* Work task: Examine each line of the data. Copy those that contain the string "farm".

----- Data for this task -----

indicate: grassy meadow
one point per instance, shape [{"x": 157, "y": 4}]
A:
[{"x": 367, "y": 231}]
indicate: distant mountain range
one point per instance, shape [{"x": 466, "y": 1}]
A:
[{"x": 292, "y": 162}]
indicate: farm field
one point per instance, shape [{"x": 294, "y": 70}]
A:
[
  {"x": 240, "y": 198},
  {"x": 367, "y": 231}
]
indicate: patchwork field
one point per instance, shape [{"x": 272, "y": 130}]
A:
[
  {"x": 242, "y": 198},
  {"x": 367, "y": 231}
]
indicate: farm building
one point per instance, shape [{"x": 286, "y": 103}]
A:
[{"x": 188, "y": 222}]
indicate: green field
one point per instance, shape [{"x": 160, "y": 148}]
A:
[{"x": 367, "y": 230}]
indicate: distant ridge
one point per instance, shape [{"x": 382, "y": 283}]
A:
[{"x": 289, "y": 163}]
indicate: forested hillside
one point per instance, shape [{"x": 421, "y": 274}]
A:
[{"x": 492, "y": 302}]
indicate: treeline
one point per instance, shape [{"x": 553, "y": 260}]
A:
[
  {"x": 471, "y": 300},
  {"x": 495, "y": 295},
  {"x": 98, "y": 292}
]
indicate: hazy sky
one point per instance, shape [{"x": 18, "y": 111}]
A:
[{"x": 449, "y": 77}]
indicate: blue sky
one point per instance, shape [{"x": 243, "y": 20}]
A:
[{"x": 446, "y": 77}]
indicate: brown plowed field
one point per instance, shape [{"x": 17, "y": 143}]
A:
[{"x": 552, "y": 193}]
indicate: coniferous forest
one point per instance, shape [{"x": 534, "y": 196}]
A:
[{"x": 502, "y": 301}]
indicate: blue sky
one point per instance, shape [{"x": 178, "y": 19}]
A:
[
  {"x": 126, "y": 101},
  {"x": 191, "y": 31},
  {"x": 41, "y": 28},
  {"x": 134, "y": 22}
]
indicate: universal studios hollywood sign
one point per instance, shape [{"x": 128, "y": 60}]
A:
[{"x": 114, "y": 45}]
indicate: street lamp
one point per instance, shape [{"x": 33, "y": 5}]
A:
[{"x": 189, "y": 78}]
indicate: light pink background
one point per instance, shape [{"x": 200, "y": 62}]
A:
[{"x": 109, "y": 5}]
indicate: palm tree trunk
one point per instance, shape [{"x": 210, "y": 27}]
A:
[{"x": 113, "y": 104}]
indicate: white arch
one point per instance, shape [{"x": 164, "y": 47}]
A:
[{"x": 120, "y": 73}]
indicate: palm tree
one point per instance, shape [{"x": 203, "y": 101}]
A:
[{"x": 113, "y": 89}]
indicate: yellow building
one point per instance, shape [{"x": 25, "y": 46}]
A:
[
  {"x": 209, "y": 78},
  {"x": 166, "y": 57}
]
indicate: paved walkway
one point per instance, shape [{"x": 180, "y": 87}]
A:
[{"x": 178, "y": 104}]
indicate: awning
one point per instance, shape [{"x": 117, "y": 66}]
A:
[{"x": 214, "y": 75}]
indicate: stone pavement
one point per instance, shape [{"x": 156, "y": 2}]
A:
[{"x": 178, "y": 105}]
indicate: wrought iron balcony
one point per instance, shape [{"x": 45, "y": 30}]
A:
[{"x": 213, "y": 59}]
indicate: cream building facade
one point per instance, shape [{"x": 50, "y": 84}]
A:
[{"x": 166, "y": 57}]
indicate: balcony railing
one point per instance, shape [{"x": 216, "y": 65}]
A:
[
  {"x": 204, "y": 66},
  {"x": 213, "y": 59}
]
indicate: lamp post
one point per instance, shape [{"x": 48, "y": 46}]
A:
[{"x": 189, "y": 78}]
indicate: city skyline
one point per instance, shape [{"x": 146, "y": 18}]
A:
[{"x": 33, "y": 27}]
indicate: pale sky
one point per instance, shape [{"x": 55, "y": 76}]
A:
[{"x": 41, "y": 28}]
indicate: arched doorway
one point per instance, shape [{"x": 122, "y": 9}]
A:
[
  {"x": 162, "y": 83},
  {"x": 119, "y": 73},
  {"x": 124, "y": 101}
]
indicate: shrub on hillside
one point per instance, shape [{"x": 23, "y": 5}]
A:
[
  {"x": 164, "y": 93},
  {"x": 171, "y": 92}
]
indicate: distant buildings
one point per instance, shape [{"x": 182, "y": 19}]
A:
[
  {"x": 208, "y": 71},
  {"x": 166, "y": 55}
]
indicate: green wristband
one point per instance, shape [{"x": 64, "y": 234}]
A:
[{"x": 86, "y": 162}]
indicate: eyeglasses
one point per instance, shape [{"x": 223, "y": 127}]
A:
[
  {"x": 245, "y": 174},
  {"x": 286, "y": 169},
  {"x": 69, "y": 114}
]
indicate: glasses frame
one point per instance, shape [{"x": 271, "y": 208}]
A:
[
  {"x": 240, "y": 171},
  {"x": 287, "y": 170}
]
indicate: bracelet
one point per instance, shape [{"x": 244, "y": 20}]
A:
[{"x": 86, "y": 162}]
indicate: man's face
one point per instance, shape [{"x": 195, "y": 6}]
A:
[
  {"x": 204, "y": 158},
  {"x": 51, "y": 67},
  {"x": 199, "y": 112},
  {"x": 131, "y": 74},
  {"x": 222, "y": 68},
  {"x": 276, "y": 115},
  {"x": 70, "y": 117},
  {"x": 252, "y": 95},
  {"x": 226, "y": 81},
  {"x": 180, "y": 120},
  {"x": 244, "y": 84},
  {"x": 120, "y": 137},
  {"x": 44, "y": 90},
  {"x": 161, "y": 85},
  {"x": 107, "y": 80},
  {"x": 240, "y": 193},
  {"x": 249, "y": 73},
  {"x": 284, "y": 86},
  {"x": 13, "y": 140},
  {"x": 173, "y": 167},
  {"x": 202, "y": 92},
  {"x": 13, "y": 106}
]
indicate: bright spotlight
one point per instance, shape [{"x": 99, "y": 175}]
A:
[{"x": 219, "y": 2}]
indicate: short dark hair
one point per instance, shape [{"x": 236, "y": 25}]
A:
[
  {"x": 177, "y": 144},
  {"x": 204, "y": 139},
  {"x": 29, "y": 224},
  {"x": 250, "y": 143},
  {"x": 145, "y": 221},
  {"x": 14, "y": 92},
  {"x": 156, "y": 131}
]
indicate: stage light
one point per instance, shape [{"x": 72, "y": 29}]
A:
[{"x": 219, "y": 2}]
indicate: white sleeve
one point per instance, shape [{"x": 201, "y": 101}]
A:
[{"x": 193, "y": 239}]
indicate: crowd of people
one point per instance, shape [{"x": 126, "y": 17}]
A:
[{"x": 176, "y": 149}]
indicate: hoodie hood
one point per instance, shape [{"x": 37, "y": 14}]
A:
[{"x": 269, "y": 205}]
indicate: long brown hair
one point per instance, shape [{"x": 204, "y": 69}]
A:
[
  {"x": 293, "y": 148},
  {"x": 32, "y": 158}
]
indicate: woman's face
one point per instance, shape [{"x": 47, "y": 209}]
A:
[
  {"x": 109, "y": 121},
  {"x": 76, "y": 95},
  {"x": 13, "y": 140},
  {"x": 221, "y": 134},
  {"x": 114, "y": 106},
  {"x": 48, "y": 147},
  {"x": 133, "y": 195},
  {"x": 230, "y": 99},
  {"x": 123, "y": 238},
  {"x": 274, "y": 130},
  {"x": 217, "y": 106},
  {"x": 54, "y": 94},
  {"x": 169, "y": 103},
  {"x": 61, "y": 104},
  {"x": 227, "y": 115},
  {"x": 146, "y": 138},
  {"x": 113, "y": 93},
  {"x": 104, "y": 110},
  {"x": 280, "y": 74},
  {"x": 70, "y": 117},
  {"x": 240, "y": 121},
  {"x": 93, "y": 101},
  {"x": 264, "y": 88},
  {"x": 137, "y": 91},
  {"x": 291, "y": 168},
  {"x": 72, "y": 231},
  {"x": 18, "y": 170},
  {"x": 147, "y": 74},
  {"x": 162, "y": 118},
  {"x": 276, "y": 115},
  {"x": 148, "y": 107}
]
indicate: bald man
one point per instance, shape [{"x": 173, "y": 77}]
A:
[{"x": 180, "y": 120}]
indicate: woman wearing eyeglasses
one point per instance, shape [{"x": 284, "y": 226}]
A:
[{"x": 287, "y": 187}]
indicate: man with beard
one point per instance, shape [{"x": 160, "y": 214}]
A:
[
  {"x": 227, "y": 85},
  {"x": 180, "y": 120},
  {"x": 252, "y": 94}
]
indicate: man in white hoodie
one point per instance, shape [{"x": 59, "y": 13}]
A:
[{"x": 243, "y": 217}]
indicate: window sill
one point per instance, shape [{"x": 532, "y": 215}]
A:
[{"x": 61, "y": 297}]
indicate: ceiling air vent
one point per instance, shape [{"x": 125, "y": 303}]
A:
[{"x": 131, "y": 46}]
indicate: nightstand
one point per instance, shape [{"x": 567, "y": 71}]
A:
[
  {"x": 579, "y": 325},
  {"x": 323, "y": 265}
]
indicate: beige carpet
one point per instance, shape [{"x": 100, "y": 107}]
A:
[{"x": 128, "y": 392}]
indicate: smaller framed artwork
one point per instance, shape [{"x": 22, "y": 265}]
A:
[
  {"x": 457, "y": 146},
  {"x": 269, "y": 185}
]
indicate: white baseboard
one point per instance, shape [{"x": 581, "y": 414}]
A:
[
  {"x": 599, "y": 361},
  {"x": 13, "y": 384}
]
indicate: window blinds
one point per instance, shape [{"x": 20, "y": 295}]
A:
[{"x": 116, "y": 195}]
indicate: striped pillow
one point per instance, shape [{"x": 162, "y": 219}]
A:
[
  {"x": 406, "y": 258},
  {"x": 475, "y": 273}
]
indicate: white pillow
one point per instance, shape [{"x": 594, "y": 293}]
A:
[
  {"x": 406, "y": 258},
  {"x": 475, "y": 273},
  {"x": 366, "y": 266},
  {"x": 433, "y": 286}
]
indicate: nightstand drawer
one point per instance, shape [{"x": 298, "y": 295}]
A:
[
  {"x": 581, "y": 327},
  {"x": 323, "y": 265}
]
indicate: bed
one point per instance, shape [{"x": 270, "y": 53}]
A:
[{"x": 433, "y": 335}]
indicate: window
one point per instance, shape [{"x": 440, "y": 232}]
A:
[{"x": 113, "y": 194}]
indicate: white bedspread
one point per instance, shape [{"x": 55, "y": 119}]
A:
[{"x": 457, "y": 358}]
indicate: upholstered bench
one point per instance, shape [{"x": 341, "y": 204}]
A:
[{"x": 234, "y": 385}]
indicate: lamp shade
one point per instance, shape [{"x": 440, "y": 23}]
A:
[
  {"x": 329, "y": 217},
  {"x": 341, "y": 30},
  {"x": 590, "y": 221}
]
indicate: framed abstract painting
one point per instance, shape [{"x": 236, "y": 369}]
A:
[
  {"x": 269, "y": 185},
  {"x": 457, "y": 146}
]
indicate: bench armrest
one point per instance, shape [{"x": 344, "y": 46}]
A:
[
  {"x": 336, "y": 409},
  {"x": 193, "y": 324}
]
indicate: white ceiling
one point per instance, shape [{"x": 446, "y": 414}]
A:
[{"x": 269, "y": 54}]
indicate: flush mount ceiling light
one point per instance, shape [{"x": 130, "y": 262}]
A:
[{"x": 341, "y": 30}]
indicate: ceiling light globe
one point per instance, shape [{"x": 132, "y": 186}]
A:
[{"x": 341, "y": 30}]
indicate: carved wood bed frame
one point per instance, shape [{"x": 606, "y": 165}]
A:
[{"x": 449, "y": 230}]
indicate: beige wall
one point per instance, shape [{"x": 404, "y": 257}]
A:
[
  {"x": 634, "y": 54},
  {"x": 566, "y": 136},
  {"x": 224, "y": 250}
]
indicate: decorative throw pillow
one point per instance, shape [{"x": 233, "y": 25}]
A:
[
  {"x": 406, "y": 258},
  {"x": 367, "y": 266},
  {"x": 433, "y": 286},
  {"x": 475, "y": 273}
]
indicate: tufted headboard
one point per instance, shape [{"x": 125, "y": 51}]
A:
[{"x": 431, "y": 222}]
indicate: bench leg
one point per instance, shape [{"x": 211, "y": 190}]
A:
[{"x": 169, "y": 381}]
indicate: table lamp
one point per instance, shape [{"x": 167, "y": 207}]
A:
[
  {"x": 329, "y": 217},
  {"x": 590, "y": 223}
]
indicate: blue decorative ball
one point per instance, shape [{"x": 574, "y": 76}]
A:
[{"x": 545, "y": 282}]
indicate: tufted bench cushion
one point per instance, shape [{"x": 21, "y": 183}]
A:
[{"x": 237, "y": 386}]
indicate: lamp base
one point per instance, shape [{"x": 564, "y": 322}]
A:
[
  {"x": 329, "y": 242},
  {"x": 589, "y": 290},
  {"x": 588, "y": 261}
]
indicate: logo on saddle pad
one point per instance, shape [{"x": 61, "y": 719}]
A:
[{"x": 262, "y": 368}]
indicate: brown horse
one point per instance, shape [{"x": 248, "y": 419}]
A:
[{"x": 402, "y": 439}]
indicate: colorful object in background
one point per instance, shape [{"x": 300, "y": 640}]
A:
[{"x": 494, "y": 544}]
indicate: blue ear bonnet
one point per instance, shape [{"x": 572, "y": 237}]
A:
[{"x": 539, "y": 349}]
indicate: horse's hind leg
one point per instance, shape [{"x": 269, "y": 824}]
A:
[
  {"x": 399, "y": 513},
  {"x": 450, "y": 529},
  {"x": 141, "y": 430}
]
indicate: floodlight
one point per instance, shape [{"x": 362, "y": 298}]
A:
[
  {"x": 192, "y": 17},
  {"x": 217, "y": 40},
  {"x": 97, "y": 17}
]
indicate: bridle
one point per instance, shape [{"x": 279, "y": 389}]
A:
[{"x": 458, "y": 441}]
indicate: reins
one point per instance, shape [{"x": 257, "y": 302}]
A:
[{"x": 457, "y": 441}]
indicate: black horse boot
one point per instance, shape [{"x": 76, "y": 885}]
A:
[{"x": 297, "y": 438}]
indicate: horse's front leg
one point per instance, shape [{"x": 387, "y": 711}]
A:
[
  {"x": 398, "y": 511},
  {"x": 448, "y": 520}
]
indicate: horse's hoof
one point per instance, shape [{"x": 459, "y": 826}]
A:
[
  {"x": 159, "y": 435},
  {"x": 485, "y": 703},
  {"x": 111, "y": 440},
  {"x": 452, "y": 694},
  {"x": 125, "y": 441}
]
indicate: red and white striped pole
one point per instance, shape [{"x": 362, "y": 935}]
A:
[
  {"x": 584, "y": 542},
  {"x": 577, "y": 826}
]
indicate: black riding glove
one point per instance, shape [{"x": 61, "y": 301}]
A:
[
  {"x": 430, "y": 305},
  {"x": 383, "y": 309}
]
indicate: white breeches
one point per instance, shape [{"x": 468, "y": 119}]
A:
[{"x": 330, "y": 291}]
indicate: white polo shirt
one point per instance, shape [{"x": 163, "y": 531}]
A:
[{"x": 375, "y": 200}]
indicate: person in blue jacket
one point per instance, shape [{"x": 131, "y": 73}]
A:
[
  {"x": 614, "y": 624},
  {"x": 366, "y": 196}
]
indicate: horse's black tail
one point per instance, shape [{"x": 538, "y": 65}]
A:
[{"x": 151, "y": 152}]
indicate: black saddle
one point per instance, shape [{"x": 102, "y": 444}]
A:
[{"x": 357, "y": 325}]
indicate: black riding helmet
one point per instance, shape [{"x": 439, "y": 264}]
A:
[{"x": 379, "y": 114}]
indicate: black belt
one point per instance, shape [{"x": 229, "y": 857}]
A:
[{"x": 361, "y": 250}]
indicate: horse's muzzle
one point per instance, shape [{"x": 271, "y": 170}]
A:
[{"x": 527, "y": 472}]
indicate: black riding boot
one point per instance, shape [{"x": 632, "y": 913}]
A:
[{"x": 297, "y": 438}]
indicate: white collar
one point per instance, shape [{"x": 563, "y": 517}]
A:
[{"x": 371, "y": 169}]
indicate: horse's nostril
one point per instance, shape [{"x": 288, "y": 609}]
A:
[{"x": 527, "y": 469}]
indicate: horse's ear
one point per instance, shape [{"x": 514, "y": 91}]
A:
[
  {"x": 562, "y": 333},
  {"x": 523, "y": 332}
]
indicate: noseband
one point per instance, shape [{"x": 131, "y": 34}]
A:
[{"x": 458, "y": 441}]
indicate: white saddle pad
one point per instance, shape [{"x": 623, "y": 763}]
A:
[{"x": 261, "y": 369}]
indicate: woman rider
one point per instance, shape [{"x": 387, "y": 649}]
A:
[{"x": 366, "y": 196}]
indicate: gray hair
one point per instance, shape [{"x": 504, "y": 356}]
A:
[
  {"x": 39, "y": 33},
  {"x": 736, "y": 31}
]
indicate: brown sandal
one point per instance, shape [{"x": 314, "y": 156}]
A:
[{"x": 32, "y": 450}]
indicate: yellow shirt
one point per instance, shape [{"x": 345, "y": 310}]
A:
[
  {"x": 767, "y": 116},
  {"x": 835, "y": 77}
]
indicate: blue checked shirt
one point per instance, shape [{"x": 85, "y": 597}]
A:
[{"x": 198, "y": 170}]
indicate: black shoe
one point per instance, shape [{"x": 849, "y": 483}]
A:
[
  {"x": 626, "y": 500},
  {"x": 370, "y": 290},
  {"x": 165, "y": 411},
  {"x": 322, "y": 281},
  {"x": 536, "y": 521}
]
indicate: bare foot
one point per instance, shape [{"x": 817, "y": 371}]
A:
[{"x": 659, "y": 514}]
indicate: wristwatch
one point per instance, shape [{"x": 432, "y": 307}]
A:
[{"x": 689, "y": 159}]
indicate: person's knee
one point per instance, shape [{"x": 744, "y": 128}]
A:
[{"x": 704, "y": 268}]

-----

* Problem solution:
indicate: farm field
indicate: farm building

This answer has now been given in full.